§ Quoted passage
Its location makes it the Victorian gateway to the New South Wales snowfields, including the Thredbo ski village, and the Snowy Mountains Scheme.  It is a way station for many travellers, particularly those on motorcycles, travelling across Australia's highest mountains.  Other tourists come to fish in the river and other nearby waterways, or to partake in horseriding around the mountain areas surrounding the town.

It is also of note as the home of Jack Riley, a hermit stockman employed by John Pierce of Greg Greg Station for 23 years to run cattle at Tom Groggin  upriver from . The local government uses this claim extensively in its tourist promotions, and holds The Man from Snowy River Bush Festival annually 

Corryong is close to the Burrowa-Pine Mountain National Park and the massive Alpine National Park.  The Kosciuszko National Park is located nearby across the state border. Both of these areas were extensively burnt in the bushfires which raged through the region in January 2003 and in the summer of 2019/20.

Sport
Golfers play at the Corryong Golf Club on Donaldson Street, a nine-hole course.

The town is the centre of the Upper Murray Football League, an Australian Rules Football competition which began in 1893. Corryong is home to two of the three foundation clubs: Corryong FC, which has been based in the town from 1893 and Federal FC, formerly the Mount Elliot Miners and renamed in 1901 to celebrate the Federation of Australia and moved to be fully based at Corryong around the same time.

Historical grandstand
The Corryong Recreation Reserve was the home of the Grandstand, known as "The Grand Old Lady" to some locals in the Upper Murray community.

In late 1902 the idea was raised for the possible building of a grandstand at the Corryong Recreation Reserve which would be shared between the Corryong Race Club & the A&P Society (today known as the Corryong & Upper Murray A&P Society Inc.). Fundraising started almost immediately through a range of means including "Bazaars", and by 1905 arrangements were in place to erect the grandstand. On 14 February 1906 an ad was placed calling for tenders, and on 22 June 1906 the contract was let for A£393 with work to proceed shortly.

Many years passed since the Grandstand was opened before the Corryong Racing Club left, leaving the A&P Society with sole ownership of the grandstand. Additional the neighboring Towong Turf Club's "Towong Grandstand" was built by Tom Greenhill around the same time and done in a similar style to the "Corryong Grandstand". It's unclear when the Corryong Recreation Reserve was repurposed for football but sometime after both the Corryong Football Club & the Federal Football Club moved here, with each building their own clubrooms.

§ Extracted entries
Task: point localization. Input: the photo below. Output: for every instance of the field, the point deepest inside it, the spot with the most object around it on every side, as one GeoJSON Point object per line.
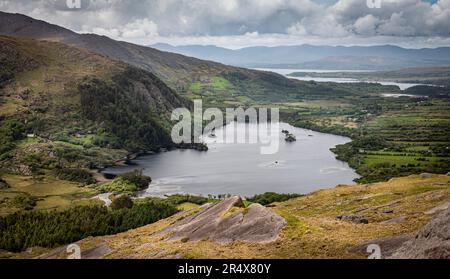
{"type": "Point", "coordinates": [47, 192]}
{"type": "Point", "coordinates": [312, 230]}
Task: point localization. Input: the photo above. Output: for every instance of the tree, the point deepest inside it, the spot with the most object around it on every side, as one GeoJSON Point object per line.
{"type": "Point", "coordinates": [122, 202]}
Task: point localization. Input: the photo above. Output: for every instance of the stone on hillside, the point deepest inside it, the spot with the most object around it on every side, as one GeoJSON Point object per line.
{"type": "Point", "coordinates": [226, 222]}
{"type": "Point", "coordinates": [4, 184]}
{"type": "Point", "coordinates": [357, 219]}
{"type": "Point", "coordinates": [426, 175]}
{"type": "Point", "coordinates": [431, 242]}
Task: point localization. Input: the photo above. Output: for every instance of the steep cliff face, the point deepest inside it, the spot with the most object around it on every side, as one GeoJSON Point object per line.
{"type": "Point", "coordinates": [57, 93]}
{"type": "Point", "coordinates": [183, 74]}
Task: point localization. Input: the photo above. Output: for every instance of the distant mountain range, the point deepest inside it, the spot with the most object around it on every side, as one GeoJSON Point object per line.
{"type": "Point", "coordinates": [385, 57]}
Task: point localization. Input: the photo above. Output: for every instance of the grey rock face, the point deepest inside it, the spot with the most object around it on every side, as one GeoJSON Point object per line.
{"type": "Point", "coordinates": [219, 223]}
{"type": "Point", "coordinates": [431, 242]}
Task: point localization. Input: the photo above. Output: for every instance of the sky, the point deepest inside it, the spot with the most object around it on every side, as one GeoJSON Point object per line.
{"type": "Point", "coordinates": [241, 23]}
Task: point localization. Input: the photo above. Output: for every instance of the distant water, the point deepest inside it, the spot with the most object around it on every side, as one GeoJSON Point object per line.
{"type": "Point", "coordinates": [299, 167]}
{"type": "Point", "coordinates": [285, 72]}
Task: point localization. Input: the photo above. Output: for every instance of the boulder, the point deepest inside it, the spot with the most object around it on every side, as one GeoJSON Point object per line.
{"type": "Point", "coordinates": [357, 219]}
{"type": "Point", "coordinates": [388, 245]}
{"type": "Point", "coordinates": [226, 222]}
{"type": "Point", "coordinates": [426, 175]}
{"type": "Point", "coordinates": [4, 184]}
{"type": "Point", "coordinates": [431, 242]}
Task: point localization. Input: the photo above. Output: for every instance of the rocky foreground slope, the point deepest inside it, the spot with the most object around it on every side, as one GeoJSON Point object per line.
{"type": "Point", "coordinates": [408, 217]}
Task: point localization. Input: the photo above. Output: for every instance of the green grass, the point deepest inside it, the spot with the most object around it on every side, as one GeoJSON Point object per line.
{"type": "Point", "coordinates": [220, 83]}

§ What to do
1. Using the Corryong text, decide whether each statement agrees with it. Answer yes or no, and support each answer with the deciding words of the text, quoted exactly.
(a) The Corryong Golf Club course has nine holes.
(b) The Upper Murray Football League began in 1901.
(c) The grandstand contract was let for A£393.
2. In the Corryong text, what was Federal FC's former name?
3. Write a continuation of the Corryong text, starting after its final sentence.
The data has no connection to the Corryong text.

§ Answers
1.
(a) Yes: "Golfers play at the Corryong Golf Club on Donaldson Street, a nine-hole course."
(b) No: "an Australian Rules Football competition which began in 1893"
(c) Yes: "on 22 June 1906 the contract was let for A£393 with work to proceed shortly"

2. The Mount Elliot Miners.

3.
However, by early 2014, after many years of neglect the grandstand was deemed unsafe to the public, and was fenced off to stop any public access. On 2 September 2014, it was announced that there were plans to demolish the historic 108-year-old Corryong Grandstand as part of plans to refurbish the Towong Grandstand at the Towong Turf Club. The Corryong Grandstand was not heritage listed on either the Australian National Heritage List or the Victorian Heritage Register. After public backlash from the Upper Murray community the Facebook page "Corryong Grandstand - Stand By Me" was established on 29 September 2014 and a petition started on Change.Org. After gathering submissions from members of the community, the group had a meeting with VCAT scheduled for 10 April 2015 in Melbourne, but was later rescheduled for 8 May 2015, in Wodonga. An announcement regarding its fate was scheduled to take place on 1 June 2015. In the 10 September 2015 edition of the Corryong Courier the grandstand made the front page with the headline reading "Last Stand? Death knell sounds for grandstand."

Notable residents
 John M. Hull, a professor of religious education (born in Corryong on 22 April 1935)
 Lee Kernaghan, a country musician (born in Corryong on 15 April 1964) 
 Corrine Grant, an actress and comedian (born in Corryong on 12 June 1973)
 Horrie the Wog Dog, a terrier, unofficial mascot of the 2/1st Machine Gun Battalion (died in Corryong 12 March 1945)
 Elyne Mitchell, champion skier, cattlewoman, and author of the Silver Brumby series of children's books (who died in Corryong). The local library is named after her.

See also

 Corryong Airport
 Snowy Mountains Scheme

References

Towns in Victoria (Australia)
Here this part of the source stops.